WORK TO COMPLETE |
Edit the records below so that every "field-monitoring record" reads "survey log", and leave everything else unchanged.

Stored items
"""
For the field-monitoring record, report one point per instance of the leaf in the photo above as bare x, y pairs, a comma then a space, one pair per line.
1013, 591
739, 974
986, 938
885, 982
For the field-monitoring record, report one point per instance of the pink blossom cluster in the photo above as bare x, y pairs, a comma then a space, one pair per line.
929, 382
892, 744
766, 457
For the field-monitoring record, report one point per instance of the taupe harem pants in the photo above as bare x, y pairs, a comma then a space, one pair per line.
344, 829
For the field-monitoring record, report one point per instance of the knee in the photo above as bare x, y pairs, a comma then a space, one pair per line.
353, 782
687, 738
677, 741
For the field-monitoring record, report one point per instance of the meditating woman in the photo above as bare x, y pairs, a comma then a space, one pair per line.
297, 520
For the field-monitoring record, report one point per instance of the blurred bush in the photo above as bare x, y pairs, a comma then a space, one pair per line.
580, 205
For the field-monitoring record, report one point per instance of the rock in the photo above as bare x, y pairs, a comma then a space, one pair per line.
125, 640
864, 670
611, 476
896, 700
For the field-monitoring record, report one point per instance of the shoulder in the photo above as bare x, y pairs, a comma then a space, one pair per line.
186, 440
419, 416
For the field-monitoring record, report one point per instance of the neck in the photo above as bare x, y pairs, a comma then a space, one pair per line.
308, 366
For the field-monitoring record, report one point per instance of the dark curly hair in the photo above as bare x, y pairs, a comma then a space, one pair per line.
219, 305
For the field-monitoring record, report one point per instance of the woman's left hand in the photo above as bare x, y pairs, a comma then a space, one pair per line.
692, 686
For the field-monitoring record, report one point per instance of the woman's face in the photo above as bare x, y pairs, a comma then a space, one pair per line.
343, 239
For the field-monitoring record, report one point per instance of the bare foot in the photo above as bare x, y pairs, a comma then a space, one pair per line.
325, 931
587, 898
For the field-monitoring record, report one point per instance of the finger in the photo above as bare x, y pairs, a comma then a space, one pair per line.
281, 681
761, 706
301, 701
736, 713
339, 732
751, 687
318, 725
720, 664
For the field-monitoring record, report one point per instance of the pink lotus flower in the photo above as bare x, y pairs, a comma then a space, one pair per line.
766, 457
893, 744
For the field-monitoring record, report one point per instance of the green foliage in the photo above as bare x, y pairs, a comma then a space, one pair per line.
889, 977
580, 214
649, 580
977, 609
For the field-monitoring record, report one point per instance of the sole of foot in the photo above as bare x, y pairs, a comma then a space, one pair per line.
"""
RESPONSE |
For the survey log, report one point per instance of the leaf in the photo above as bare x, y pairs, a comma then a space, one pair per line.
1013, 591
739, 974
986, 938
885, 982
For the survey log, report one point per instance of the pink blossom cluster in the photo above as bare x, y pairs, a comma then a space, one pair per line.
929, 382
892, 744
766, 457
For the survey log, report one point per instance of the taupe harem pants in the photo above as bare x, y pairs, a comma then a space, one pair per line.
344, 829
For the survey log, report one point per instance of the knee in the photo above as bare x, y pairs, a comma then a space, one pair per line.
353, 782
687, 738
677, 741
For the survey log, report one point per instance of the meditating woman in the photo above as bare x, y pairs, a comma then a space, one pair per line.
297, 520
For the survey log, report one point per instance of the blurred bush in the photo above as bare x, y pairs, a comma then a space, one pair per line.
580, 205
For the survey log, report one point per instance of the rock in the photo above as bare x, y pairs, a comma then a space, one pair per line.
125, 640
864, 670
611, 476
896, 700
For the survey log, report one point per instance of the shoulder in the photo above as bare x, y pairs, a comma then a space, one pair per line.
186, 440
419, 416
For the survey log, report one point per instance of the neck in the photo above as bare x, y pairs, a comma then a space, one pair per line.
308, 366
For the survey log, report one point per instance of the dark curly hair in the photo above as bare x, y pairs, a comma then a space, one pair per line.
219, 305
For the survey log, report one point per instance of the woman's left hand in the photo above as bare x, y pairs, a comma then a space, one pair per line.
692, 686
For the survey log, report one point per instance of the woman's face in the photo above as bare x, y pairs, a comma then a space, one pair per line.
343, 239
For the survey log, report one point per instance of the bare foot in the photo above as bare x, y pairs, a comma then a space, one pair per line.
325, 931
587, 898
For the survey log, report one point per instance of the finger in the photo above as bare x, y pairs, a comma then a space, one pair per line.
281, 681
761, 706
301, 701
736, 713
339, 732
751, 687
318, 725
720, 664
For the survey log, report one point per instance of the pink lotus flower in the photo above as bare x, y pairs, a comma then a space, one pair per line.
766, 457
893, 744
For the survey log, report one point per instance of the green foliage in the photo above as bare x, y pairs, a comma then a space, one pair per line.
889, 977
580, 214
649, 580
977, 609
For the survey log, report one point per instance of the sole of foot in the photo above as bare x, y pairs, a comma then a space, one pair per line.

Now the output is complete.